Emerging markets have changed hugely in recent years
• Emerging markets have changed enormously since their advent as distinct category in the 1980s
• Changes include improving institutions, a reduction in external debt exposure and floating exchange rates
• China stands out for its scale and its reluctance to open its markets to foreign investors
• No consensus on the best allocation for emerging market debt
“No man steps in the same river twice”. This saying is attributed to Heraclitus, one of the most ancient of the Ancient Greek philosophers, and while its meaning is debatable, it could be taken to apply to the shifts in emerging markets over the years. The emerging markets ‘river’ continues but is in a constant state of flux.
The term ‘emerging markets’ was coined in the 1980s as a positive alternative to ‘third world’. But it would probably not have taken off without the collapse of the Soviet Union – known as ‘the second world’ – at the end of that decade. The end of the Cold War created the impetus for developing countries to open up to more foreign investment. It also meant that the ‘third world’ moniker was redundant. Emerging market investment, in the sense that we know it today, was born.
Except that the emerging economies today are different from those in 1990. Back then, they were largely closed to foreign investment whereas today they are more open. They have also grown in scale. According to International Monetary Fund figures, the emerging world accounted for 36% of global output in 1990 compared with almost 60% today – measured at purchasing power parity (PPP). China is at the centre of this shift, having moved from an economic backwater to the world’s largest economy when measured at PPP.
Emerging markets are now seen as a distinct asset class, rather than merely part of an international allocation. “We consider emerging markets should be part of a permanent allocation,” says Vincent Mortier, deputy CIO of Amundi. Surprisingly though, given the duration of economic development, he says it is only in the past three years that emerging markets have become viewed as core assets.
The increasing weight and changing character of emerging markets assets applies to debt as much as to equities. Emerging debt markets have changed in several ways since the 1990s. They are now larger and more developed, often with significant local currency markets as well as hard currency. The corporate market has also grown alongside sovereign debt. Arguably, they have also become more stable after several spells of volatility including the 1994 Mexico ‘tequila crisis’ and the 1997-98 Asian financial crisis.
Ricardo Adrogué, the head of Barings’ emerging markets debt group, says: “When I look at emerging markets over the past 25 years there has been very impressive growth in the type and quality of investments that investors can make.”
He points to several developments that have made this possible, including an improvement in institutions. This does not mean that they have all become democracies, but it does mean there is more certainty for investors.
“They don’t necessarily have to have proper democratic institutions but they do need some level of predictability,” he says. In contrast, countries run by a dictator are plagued by uncertainty as there is no clear succession path.

- - -

(THE TASKS):
1. According to the text on emerging markets, what share of global output did the emerging world account for in 1990, measured at purchasing power parity?
2. Name every person mentioned in the emerging markets text.
3. Write the next few paragraphs of the emerging markets article, starting after its final sentence.

(DATA SEGMENT):

- - -

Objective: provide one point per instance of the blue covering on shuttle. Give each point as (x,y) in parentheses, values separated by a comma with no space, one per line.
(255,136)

- - -

(WRITTEN RESPONSES):
1. 36%

2. Heraclitus, Vincent Mortier, Ricardo Adrogué

3.
Simon Quijano-Evans, an emerging market strategist at LGIM, points to other developments as fundamental. The first was the creation of a set of prescriptive market reforms, which from 1989 onwards became known as the Washington Consensus. An important element involves countries reducing their external debt. “One first thing one can definitely say is that the public sectors in many countries worked to control their external debt exposures following the detrimental experience during the EM crisis of the 1990s,” Quijano-Evans says.
Another key factor in reduced vulnerability is the move to floating exchange rates. “There really has been a big policy change,” says Quijano-Evans.
In the past, many emerging markets attempted to peg their currencies at a fixed rate to a hard currency against the dollar. This approach helped to maintain short- term financial stability, but could lead to turmoil if the emerging market lacked the resources to maintain the peg. For example, Mexico had to devalue the peso in 1994 when it could no longer maintain its dollar peg. Although some countries, including those of the Gulf Cooperation Council, maintain a dollar peg it has become a minority approach.
Currency considerations are central to emerging market debt investors as they can have an impact on returns. “The currency can make you a fortune or make all your yield disappear,” says Mortier.
Despite the shift in emerging markets there is still a way to go. In many respects. the developments in the financial markets lag those in the broader economy. This is particularly the case in relation to mainland China which is huge economically, yet foreign investors remain wary.
The problem is not the scale of the Chinese market but its reluctance to open it fully to foreign investors. “Unless currency management and capital controls normalise, I think people will continue to be underweight China,” says Mortier. “It’s not because the country is not interesting but because investors are too afraid [of being denied access to their assets].”
In relation to short-term market calls, there does not appear to be a clear consensus among investors. The multi-asset team at Pictet, which has no pre-determined commitment to emerging market debt, has an exposure of 3.6%. Andrew Cole, a fund manager in the multi-asset team, says its exposure is limited to Argentina, Brazil and China at present.
Mortier is positive towards Asia overall and favours eastern Europe excluding Russia. However, given the uncertainties about politics and trade, he is negative on Brazil and Mexico. He maintains a neutral position on Russia, seeing it as having both pros and cons, whereas Africa is too small to take a view.
Adrogué prefers to slice emerging market debt by type of asset rather than in regional terms. So he sees the most value at present in local currency bond issuance. On the hard currency side, he sees spreads as historically tight, particularly in relation to corporate credit. However, on the sovereign side he sees some value, particularly in investment-grade-rated countries.
Whatever asset allocation calls are appropriate today may not be right in a few months’ time. The emerging markets universe remains in a state of rapid change; most clearly in relation to China’s incomplete transition.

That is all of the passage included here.